### [Records supplied]
-- begin --

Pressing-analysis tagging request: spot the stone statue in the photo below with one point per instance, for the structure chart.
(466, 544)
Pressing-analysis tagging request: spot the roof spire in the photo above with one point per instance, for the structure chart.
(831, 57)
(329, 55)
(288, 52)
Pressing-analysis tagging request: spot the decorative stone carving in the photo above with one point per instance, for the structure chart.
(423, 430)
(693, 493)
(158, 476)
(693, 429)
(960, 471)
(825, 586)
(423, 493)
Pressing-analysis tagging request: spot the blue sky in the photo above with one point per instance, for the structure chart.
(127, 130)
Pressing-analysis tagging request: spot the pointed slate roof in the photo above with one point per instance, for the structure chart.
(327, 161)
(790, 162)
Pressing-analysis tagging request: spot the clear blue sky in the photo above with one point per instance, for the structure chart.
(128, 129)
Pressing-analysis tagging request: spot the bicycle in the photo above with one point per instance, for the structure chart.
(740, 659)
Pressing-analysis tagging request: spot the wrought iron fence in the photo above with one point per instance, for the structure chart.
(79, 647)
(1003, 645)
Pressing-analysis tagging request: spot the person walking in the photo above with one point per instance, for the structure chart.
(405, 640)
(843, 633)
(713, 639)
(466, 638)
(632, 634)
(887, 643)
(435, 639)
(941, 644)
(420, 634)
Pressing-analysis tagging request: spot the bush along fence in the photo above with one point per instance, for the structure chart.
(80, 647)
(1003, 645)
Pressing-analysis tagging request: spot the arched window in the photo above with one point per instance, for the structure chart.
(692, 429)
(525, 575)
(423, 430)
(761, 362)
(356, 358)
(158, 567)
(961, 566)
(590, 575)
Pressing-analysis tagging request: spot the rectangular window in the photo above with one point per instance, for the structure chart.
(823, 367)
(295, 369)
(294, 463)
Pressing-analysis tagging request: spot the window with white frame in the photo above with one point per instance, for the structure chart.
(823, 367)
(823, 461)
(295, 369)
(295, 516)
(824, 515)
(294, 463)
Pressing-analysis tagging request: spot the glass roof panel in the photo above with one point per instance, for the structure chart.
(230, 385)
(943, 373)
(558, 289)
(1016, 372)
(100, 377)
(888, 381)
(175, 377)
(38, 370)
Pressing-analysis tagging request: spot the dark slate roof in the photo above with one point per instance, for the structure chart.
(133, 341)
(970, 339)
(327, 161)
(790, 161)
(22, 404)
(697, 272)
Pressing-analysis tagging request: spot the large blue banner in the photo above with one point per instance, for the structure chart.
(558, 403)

-- end --

Copy all the entries above again, swapping "structure chart" for "facade chart" wherever it appears and leaving everything else unchanged.

Pressing-analysis tagging request: spot the stone statue in the photo below with one point per instance, for the facade chart.
(466, 544)
Pressing-analysis tagging request: spot the roof spire in the photo above with one point per instance, for the facade chart.
(831, 57)
(329, 55)
(288, 52)
Pressing-analysis tagging request: spot the decorative stone carving in the photo above with one point per instance, for the facade chart.
(423, 430)
(693, 493)
(158, 476)
(693, 429)
(960, 471)
(825, 586)
(423, 493)
Pressing-analysis tagging request: spot the blue sky in the photo above with one point per instance, for the facade chart.
(127, 130)
Pressing-analysis tagging request: spot the pointed slate roof in the photo above with one point per instance, for the facade chart.
(327, 161)
(790, 162)
Pressing-analysis tagging request: spot the clear blue sky in the photo above with one point per instance, for the facade chart.
(128, 129)
Pressing-analysis tagging request: spot the bicycle in the photo above with one point per instance, for the facade chart.
(740, 659)
Pressing-analysis tagging request: spot the wrought iron fence in the photo above with one point per instance, for the facade chart.
(79, 647)
(1003, 645)
Pressing-analysis tagging request: spot the person walking in the photo above with one point per instance, for the facade chart.
(405, 640)
(843, 633)
(713, 639)
(466, 638)
(632, 634)
(887, 643)
(435, 639)
(941, 644)
(420, 634)
Pressing-analysis tagging request: spot the bush along fence in the photo above with one point per instance, for the facade chart.
(80, 647)
(1003, 645)
Pressing-analysis tagging request: spot the arched window in the photo above with one point per instance, for the facade chart.
(692, 429)
(525, 575)
(423, 430)
(761, 362)
(356, 358)
(158, 567)
(961, 566)
(590, 575)
Pressing-analysis tagging request: spot the rectangular window in the photo above with one point per instance, for the facade chart.
(823, 367)
(295, 369)
(294, 463)
Pressing-analysis tagging request: spot the window with white frame in the photo above with one point per instance, for the facade chart.
(823, 367)
(823, 461)
(295, 369)
(295, 516)
(824, 515)
(294, 463)
Pressing-analysis tagging request: spot the glass roof panel in the photo above with one point per instance, for the facade chart.
(230, 385)
(943, 373)
(558, 289)
(1016, 372)
(100, 377)
(888, 381)
(175, 377)
(38, 370)
Pressing-analysis tagging request: spot the dark slate roof in the photo above with one point per instance, for the facade chart.
(133, 341)
(970, 339)
(327, 161)
(790, 161)
(22, 404)
(697, 272)
Pressing-analysis tagging request: spot the large blue banner in the photo above with one point per instance, for the facade chart.
(558, 403)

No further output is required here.